_Task goal_
Rewrite the listing from its first line through the line containing "(26, 112), (457, 226)", replacing "Quick Start" with "Getting Started" and leaving everything else unchanged.
----- Listed entries
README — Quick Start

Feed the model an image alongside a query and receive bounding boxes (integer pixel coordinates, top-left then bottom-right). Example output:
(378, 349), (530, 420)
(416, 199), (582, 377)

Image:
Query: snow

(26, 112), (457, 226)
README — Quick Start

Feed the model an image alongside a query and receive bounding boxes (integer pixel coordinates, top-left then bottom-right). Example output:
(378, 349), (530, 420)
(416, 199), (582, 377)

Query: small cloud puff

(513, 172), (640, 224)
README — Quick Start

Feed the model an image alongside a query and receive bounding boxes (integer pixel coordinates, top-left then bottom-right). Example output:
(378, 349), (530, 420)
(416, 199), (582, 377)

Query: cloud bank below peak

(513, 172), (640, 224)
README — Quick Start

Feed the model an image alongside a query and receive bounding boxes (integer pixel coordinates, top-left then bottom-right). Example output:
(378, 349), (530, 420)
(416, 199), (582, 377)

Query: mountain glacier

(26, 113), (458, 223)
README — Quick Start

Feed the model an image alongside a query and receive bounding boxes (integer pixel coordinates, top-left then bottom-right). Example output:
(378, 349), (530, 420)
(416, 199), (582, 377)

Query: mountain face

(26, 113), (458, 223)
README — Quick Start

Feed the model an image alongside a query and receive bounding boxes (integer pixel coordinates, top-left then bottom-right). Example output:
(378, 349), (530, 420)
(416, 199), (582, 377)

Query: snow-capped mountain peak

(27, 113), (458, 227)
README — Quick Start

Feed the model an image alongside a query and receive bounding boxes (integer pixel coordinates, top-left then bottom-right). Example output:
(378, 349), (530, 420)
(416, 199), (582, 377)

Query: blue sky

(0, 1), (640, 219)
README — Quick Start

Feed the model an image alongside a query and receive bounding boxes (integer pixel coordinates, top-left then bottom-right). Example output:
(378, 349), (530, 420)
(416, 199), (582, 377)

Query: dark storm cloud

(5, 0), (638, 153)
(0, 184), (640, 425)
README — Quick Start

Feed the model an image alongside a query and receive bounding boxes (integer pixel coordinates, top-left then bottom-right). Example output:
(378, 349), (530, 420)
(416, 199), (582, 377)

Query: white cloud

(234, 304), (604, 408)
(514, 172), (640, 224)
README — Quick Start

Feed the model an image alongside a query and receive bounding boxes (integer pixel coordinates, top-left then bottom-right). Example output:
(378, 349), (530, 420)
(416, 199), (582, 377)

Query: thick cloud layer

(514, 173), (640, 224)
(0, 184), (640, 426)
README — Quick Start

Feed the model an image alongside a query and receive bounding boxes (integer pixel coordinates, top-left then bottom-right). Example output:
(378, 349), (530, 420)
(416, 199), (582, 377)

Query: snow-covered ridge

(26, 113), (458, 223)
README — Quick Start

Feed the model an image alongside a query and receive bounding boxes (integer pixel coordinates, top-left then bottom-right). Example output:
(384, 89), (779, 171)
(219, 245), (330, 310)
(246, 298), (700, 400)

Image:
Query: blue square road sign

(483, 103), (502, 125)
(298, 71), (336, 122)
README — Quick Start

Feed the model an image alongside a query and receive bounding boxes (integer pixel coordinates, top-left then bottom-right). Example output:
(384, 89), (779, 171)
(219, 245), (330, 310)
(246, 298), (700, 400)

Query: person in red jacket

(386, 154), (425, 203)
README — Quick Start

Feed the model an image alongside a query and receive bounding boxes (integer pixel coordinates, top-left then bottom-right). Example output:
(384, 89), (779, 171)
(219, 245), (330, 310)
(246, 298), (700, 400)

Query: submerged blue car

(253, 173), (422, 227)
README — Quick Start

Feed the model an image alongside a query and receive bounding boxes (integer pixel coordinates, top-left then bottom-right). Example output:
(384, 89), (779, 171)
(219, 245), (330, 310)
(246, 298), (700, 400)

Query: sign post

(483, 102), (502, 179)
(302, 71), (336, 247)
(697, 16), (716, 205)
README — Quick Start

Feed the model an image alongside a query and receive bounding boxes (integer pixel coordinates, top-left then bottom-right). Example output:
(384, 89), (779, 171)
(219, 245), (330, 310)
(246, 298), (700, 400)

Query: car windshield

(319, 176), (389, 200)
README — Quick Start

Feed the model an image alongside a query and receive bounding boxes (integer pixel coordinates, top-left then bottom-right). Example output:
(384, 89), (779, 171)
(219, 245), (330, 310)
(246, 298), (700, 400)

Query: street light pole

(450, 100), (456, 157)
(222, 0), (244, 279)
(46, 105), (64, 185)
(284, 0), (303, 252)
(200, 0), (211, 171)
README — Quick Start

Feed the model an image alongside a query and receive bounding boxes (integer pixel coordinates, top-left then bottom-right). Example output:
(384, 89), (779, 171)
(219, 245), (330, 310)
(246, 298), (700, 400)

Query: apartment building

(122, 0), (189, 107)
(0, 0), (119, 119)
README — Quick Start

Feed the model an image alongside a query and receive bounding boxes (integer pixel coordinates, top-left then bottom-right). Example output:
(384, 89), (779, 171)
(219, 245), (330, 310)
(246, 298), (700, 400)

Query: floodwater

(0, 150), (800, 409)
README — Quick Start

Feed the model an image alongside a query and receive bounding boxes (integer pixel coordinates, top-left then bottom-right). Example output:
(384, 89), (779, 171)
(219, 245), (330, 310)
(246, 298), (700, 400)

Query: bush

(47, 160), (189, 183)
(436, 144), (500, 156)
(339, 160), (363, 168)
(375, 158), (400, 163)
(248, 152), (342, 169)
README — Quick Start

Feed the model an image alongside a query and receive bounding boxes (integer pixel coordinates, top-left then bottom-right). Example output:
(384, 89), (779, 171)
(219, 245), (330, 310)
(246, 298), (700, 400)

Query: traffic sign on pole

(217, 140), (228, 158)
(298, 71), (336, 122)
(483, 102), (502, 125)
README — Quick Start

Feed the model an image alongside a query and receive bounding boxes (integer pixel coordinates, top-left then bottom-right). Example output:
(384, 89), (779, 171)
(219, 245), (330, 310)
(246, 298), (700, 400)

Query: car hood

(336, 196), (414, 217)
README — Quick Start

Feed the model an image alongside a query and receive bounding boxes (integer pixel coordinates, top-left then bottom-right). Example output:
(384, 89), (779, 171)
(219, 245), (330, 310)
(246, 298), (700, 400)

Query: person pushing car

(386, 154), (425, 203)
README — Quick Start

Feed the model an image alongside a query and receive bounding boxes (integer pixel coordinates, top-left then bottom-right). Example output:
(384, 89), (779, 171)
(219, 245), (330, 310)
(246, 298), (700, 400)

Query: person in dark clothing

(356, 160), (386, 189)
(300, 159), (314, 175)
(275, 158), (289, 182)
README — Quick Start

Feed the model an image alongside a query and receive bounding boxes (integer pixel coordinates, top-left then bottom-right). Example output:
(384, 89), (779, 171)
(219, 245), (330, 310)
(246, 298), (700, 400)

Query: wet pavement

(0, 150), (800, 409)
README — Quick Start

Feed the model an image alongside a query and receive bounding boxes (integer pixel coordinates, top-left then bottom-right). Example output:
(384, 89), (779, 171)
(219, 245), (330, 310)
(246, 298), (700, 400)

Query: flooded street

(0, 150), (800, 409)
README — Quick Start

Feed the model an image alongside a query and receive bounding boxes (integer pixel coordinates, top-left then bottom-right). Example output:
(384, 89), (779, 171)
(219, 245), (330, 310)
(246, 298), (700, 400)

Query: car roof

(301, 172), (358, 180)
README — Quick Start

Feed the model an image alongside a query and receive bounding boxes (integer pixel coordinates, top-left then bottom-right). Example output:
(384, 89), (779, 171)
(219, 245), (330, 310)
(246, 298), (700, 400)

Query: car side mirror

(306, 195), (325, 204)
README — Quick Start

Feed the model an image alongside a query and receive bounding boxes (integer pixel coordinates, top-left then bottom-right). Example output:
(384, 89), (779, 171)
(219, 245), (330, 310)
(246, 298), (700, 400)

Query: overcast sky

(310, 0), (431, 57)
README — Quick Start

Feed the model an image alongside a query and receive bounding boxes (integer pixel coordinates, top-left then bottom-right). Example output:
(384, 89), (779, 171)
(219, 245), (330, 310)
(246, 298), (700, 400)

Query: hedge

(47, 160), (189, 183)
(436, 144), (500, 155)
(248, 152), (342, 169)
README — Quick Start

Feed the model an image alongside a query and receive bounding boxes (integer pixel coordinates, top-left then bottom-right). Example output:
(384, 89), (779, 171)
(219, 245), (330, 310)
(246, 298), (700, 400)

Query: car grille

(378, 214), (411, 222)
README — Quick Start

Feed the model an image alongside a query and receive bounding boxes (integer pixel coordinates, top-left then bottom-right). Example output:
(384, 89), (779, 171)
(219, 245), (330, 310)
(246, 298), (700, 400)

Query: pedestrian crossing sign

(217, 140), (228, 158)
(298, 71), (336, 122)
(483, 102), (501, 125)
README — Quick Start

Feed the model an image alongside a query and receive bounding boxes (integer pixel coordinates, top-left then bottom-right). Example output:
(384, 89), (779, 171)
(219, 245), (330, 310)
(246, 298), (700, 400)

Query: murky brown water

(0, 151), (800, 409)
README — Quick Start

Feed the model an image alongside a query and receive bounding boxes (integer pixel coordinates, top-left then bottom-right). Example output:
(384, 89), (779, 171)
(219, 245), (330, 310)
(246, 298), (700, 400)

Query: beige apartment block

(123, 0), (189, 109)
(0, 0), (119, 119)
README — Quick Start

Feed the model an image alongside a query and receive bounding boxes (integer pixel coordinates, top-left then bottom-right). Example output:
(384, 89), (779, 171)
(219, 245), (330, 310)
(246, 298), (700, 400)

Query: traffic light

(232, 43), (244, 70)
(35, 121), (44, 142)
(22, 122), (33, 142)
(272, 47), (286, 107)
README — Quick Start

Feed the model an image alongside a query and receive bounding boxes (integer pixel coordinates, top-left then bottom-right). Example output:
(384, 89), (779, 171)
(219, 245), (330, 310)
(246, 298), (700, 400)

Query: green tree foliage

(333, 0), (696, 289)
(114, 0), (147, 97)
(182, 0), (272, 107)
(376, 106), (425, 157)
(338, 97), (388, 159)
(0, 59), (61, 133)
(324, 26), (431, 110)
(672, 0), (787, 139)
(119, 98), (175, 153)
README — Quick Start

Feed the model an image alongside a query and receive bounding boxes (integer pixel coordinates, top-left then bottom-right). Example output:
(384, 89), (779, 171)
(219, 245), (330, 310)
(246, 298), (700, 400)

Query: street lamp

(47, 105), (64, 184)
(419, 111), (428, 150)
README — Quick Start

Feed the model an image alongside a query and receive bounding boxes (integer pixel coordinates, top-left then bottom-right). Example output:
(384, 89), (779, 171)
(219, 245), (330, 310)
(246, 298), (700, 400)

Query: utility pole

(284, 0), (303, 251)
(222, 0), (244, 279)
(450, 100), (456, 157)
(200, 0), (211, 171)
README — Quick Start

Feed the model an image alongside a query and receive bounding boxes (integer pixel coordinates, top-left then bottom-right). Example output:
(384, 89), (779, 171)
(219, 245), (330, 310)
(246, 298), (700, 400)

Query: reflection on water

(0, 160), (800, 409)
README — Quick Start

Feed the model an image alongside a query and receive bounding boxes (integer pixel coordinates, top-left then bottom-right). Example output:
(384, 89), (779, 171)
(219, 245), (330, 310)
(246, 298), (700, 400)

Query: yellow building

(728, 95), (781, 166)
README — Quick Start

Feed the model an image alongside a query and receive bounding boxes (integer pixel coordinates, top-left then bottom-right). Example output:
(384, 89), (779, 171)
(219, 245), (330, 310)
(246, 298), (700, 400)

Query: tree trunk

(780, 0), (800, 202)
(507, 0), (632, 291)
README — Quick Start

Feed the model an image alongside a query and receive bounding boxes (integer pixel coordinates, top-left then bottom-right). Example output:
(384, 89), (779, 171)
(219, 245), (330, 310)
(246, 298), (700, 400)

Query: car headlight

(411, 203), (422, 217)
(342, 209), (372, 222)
----------
_Exercise result_
README — Getting Started

Feed the model an image alongside a query and receive bounding boxes (integer pixel coordinates, top-left then bottom-right). Example output:
(378, 349), (530, 420)
(416, 199), (582, 377)

Image:
Query: snow

(26, 112), (457, 226)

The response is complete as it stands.